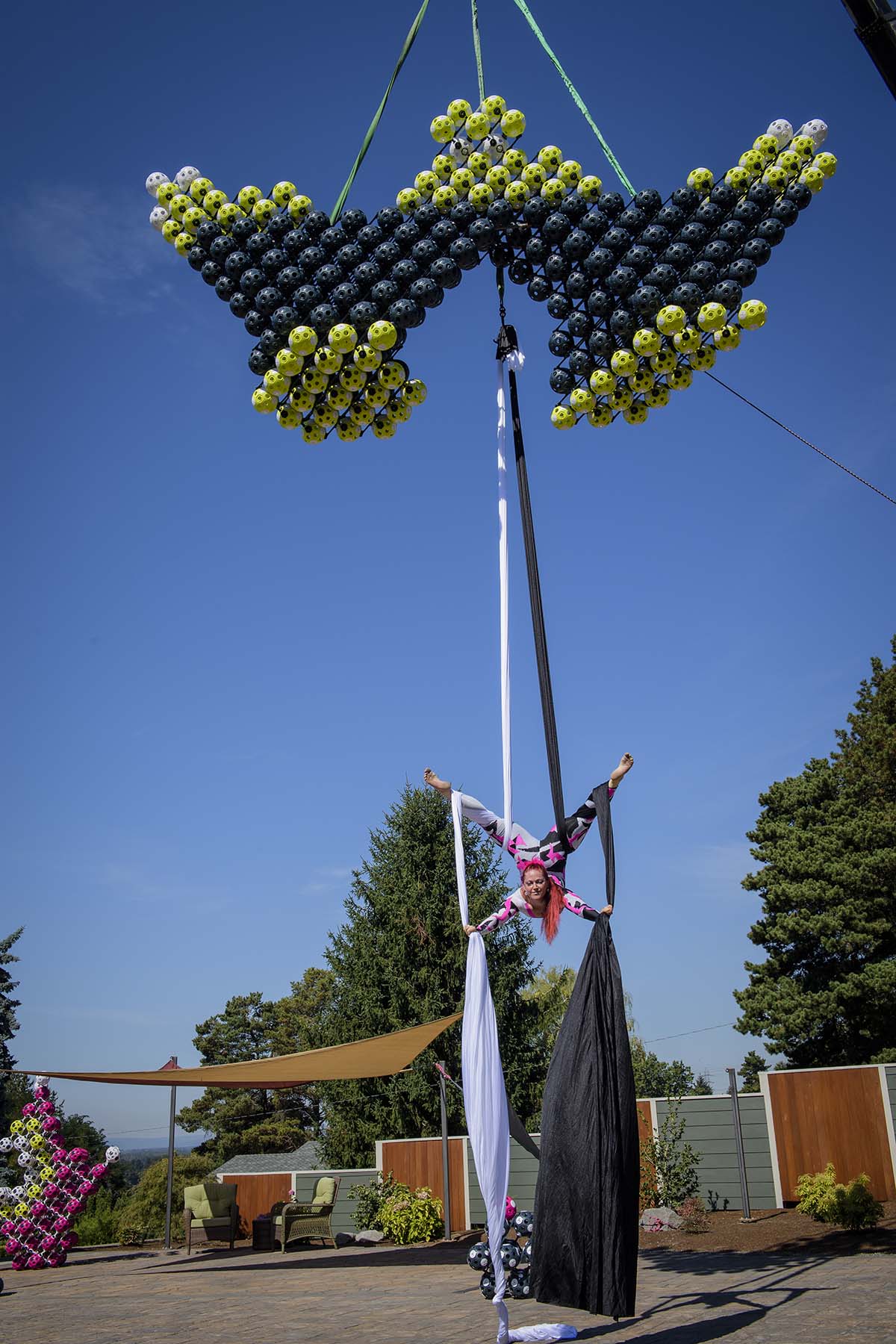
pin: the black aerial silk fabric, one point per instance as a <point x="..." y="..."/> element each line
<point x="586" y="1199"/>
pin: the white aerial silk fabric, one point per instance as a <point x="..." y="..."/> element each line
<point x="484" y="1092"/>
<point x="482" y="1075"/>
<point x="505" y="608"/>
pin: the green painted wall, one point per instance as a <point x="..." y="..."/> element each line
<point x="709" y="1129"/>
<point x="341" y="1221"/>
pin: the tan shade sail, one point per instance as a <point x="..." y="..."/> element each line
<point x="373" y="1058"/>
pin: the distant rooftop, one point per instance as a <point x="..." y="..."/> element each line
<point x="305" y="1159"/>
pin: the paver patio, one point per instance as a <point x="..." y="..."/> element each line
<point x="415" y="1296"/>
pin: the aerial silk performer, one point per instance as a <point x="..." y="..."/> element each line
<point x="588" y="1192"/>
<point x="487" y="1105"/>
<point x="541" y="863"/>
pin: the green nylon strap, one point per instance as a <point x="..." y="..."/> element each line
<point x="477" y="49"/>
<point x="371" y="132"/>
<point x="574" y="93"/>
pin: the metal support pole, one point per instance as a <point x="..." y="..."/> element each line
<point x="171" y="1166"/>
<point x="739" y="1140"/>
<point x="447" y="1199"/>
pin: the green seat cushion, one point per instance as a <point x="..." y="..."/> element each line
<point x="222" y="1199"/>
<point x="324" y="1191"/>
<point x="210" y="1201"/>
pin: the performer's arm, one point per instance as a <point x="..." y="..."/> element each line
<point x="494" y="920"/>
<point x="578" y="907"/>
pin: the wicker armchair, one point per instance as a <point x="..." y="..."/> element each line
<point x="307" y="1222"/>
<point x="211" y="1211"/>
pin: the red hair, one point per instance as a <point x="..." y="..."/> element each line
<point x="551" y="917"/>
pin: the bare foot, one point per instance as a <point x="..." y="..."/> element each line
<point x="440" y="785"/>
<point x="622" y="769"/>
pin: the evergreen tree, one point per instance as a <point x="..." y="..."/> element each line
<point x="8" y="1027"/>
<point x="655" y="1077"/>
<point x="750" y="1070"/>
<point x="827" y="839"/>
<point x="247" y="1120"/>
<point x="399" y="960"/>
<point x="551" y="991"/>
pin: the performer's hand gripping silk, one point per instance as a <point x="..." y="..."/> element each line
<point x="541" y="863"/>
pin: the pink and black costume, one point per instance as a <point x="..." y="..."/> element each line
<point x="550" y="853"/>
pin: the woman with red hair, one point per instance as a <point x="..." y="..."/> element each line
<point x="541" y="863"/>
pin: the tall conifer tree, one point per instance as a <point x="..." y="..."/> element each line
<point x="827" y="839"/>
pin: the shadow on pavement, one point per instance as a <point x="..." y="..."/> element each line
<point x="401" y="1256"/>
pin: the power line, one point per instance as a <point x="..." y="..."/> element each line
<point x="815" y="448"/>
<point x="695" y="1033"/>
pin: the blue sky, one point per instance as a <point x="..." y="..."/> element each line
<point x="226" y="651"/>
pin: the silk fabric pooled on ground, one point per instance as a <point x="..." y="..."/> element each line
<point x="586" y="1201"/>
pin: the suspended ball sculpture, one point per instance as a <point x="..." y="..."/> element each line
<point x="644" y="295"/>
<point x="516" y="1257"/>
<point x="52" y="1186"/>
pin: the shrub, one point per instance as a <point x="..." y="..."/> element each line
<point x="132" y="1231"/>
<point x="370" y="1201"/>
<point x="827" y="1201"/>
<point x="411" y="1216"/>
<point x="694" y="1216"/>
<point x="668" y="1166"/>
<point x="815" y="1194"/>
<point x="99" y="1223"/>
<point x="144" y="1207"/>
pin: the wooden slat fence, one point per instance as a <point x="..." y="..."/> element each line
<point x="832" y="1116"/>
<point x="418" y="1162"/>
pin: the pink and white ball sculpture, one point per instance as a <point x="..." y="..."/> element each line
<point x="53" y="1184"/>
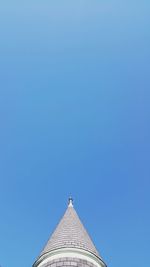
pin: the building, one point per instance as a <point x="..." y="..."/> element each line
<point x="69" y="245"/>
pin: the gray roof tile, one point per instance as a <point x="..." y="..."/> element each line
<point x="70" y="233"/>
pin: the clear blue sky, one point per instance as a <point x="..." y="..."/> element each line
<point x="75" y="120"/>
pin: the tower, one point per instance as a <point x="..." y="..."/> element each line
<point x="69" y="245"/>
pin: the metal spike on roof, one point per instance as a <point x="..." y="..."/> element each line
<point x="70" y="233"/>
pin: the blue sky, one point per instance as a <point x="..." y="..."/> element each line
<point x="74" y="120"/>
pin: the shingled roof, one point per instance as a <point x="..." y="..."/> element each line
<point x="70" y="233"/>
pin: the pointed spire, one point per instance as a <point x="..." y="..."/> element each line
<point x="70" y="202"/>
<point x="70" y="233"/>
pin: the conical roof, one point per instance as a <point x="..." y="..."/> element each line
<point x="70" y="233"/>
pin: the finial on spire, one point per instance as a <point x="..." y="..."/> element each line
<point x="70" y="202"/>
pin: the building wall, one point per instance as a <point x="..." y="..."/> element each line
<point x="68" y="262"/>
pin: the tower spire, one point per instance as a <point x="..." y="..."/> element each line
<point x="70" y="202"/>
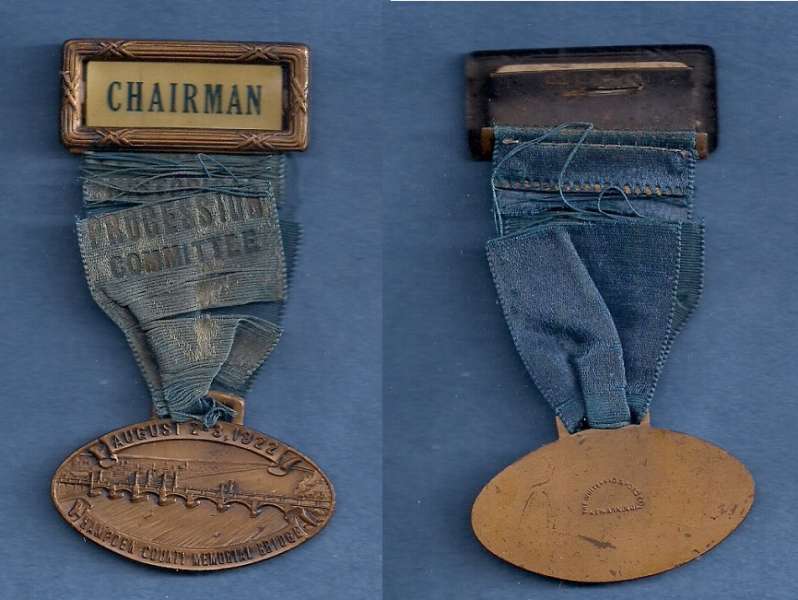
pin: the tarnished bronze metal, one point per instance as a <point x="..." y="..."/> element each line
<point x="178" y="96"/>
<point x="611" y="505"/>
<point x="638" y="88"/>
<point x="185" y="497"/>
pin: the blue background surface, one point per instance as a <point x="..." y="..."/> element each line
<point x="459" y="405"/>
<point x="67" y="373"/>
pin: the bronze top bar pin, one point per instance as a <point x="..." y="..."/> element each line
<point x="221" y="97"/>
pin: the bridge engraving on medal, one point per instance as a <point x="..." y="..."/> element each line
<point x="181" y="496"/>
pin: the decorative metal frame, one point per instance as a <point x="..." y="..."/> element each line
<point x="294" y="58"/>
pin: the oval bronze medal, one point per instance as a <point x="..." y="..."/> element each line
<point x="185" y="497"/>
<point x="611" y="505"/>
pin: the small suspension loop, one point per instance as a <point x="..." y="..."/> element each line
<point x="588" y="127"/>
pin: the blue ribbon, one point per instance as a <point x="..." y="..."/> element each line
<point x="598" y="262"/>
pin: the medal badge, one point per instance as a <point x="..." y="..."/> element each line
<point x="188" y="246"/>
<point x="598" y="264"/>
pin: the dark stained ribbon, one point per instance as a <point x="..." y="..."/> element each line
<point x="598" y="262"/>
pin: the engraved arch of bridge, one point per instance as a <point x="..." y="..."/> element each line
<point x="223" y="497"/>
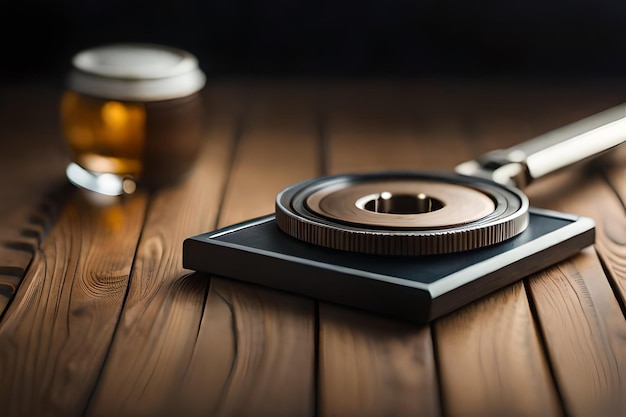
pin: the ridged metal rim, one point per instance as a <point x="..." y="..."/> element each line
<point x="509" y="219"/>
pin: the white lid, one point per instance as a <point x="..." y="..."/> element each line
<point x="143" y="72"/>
============================================================
* Task instructions
Reproduce every entry above word for word, omitting the pictures.

* Task result
pin: the black aerial silk fabric, one point per instance as a <point x="..." y="..."/> element each line
<point x="586" y="1199"/>
pin: the white aerial silk fabric, one point per instance as a <point x="..." y="..."/> element each line
<point x="484" y="1092"/>
<point x="482" y="1075"/>
<point x="505" y="608"/>
pin: the green painted wall, one point per instance as a <point x="..." y="..."/> element each line
<point x="709" y="1129"/>
<point x="341" y="1221"/>
pin: the tan shade sail, one point per instance as a <point x="..." y="..."/> element each line
<point x="373" y="1058"/>
pin: the distant rooftop, one point per instance as a <point x="..." y="..."/> element each line
<point x="305" y="1159"/>
pin: the paver patio, one point per instance as a <point x="..." y="..."/> element each line
<point x="415" y="1296"/>
pin: the aerial silk performer, one point per instance as a <point x="..." y="..."/> element each line
<point x="588" y="1192"/>
<point x="487" y="1105"/>
<point x="541" y="863"/>
pin: the green nylon strap, one point per instance as a <point x="..." y="..."/> element each line
<point x="477" y="49"/>
<point x="371" y="132"/>
<point x="574" y="93"/>
pin: the metal support pole, one point per instance as a <point x="..." y="..."/> element each line
<point x="171" y="1166"/>
<point x="739" y="1140"/>
<point x="447" y="1199"/>
pin: the green seat cushion, one point per instance as a <point x="..." y="..."/> element each line
<point x="222" y="1199"/>
<point x="324" y="1191"/>
<point x="210" y="1201"/>
pin: the performer's arm, one point per instance as a <point x="..." y="..."/> element each line
<point x="494" y="920"/>
<point x="578" y="907"/>
pin: the wicker armchair, one point per instance as a <point x="..." y="..."/> element each line
<point x="307" y="1222"/>
<point x="211" y="1211"/>
pin: the red hair, one point per instance as a <point x="..." y="..."/> element each line
<point x="551" y="917"/>
pin: the bare foot, one point per instance as a <point x="..." y="..."/> element each line
<point x="440" y="785"/>
<point x="622" y="769"/>
pin: the evergreen tree, one point per instance as a <point x="..." y="..."/> element each line
<point x="8" y="1027"/>
<point x="655" y="1077"/>
<point x="750" y="1070"/>
<point x="827" y="839"/>
<point x="247" y="1120"/>
<point x="399" y="960"/>
<point x="551" y="991"/>
pin: the performer's hand gripping silk, one point per instance as a <point x="..." y="..."/> element each line
<point x="541" y="863"/>
pin: the pink and black costume, one point per instance as a <point x="..." y="..."/> element each line
<point x="550" y="853"/>
pin: the woman with red hair, one point per instance as a <point x="..." y="..."/> element each line
<point x="541" y="863"/>
pin: the tall conifer tree, one point per instance as a <point x="..." y="..."/> element each line
<point x="827" y="839"/>
pin: the shadow on pavement, one point per instance as a <point x="..." y="..."/> element each line
<point x="401" y="1256"/>
pin: the power line, one point per instance as a <point x="..." y="..."/> element each line
<point x="815" y="448"/>
<point x="695" y="1033"/>
pin: the blue sky, one point per instance as a <point x="..." y="..."/> element each line
<point x="226" y="651"/>
pin: the silk fabric pooled on ground, one point per instance as a <point x="..." y="..."/> element each line
<point x="586" y="1201"/>
pin: the suspended ball sculpture, one point per instance as a <point x="..." y="..."/> element each line
<point x="644" y="295"/>
<point x="516" y="1257"/>
<point x="52" y="1186"/>
pin: the shrub, one point per instance as a <point x="..." y="..."/> element each line
<point x="132" y="1231"/>
<point x="370" y="1201"/>
<point x="827" y="1201"/>
<point x="411" y="1216"/>
<point x="694" y="1216"/>
<point x="668" y="1166"/>
<point x="815" y="1194"/>
<point x="99" y="1223"/>
<point x="144" y="1207"/>
pin: the wooden slat fence, one point per instance as a <point x="..." y="..."/> element each line
<point x="832" y="1116"/>
<point x="418" y="1162"/>
pin: the pink and white ball sculpture, one point per instance as a <point x="..." y="..."/> element each line
<point x="53" y="1184"/>
pin: the building, one point per instance as a <point x="..." y="..."/> element each line
<point x="69" y="245"/>
pin: the gray roof tile, one point per instance as a <point x="..." y="..."/> element each line
<point x="70" y="233"/>
pin: the clear blue sky, one point per instance as a <point x="..." y="..."/> element each line
<point x="75" y="120"/>
pin: the tower, one point per instance as a <point x="..." y="..."/> element each line
<point x="69" y="245"/>
pin: the metal spike on roof, one point per instance as a <point x="..." y="..."/> element each line
<point x="70" y="233"/>
pin: the blue sky, one point per instance as a <point x="..." y="..."/> element each line
<point x="74" y="120"/>
pin: the shingled roof, one point per instance as a <point x="..." y="..."/> element each line
<point x="70" y="233"/>
pin: the pointed spire, one point per instance as a <point x="..." y="..."/> element each line
<point x="70" y="202"/>
<point x="70" y="233"/>
pin: the conical roof, one point per instance as a <point x="..." y="..."/> element each line
<point x="70" y="233"/>
pin: the finial on spire, one point per instance as a <point x="..." y="..."/> element each line
<point x="70" y="202"/>
pin: the building wall, one point per instance as a <point x="..." y="..."/> element each line
<point x="68" y="262"/>
pin: the tower spire, one point per instance as a <point x="..." y="..."/> element each line
<point x="70" y="202"/>
pin: the tarnished bronze metal, one point per instance as a <point x="..." y="..."/> element each line
<point x="178" y="96"/>
<point x="611" y="505"/>
<point x="638" y="88"/>
<point x="185" y="497"/>
pin: the blue background surface, one point per instance as a <point x="..." y="..."/> element each line
<point x="459" y="405"/>
<point x="67" y="373"/>
pin: the bronze top bar pin, one point per instance as a <point x="..." y="..."/> element each line
<point x="221" y="97"/>
pin: the bridge engraving on medal, one point per instance as a <point x="..." y="..."/> element each line
<point x="181" y="496"/>
pin: the decorative metal frame, one point per instance as a <point x="..." y="..."/> element each line
<point x="294" y="58"/>
pin: the oval bronze medal, one point per instance as a <point x="..." y="..."/> element each line
<point x="185" y="497"/>
<point x="611" y="505"/>
pin: the small suspension loop, one point per instance as a <point x="..." y="..."/> element each line
<point x="588" y="127"/>
pin: the blue ribbon, one point per instance as a <point x="..." y="..."/> element each line
<point x="598" y="262"/>
pin: the medal badge, one point per instance as a <point x="..." y="..."/> element each line
<point x="188" y="246"/>
<point x="598" y="264"/>
pin: the dark stained ribbon, one point per instance as a <point x="..." y="..."/> element each line
<point x="598" y="262"/>
pin: the engraved arch of bridge, one point per instance as a <point x="..." y="..."/> element each line
<point x="223" y="497"/>
pin: the ridged metal rim, one point per instance as a <point x="..." y="..."/> element each line
<point x="509" y="219"/>
pin: the white lid, one point per instance as a <point x="..." y="..."/> element each line
<point x="143" y="72"/>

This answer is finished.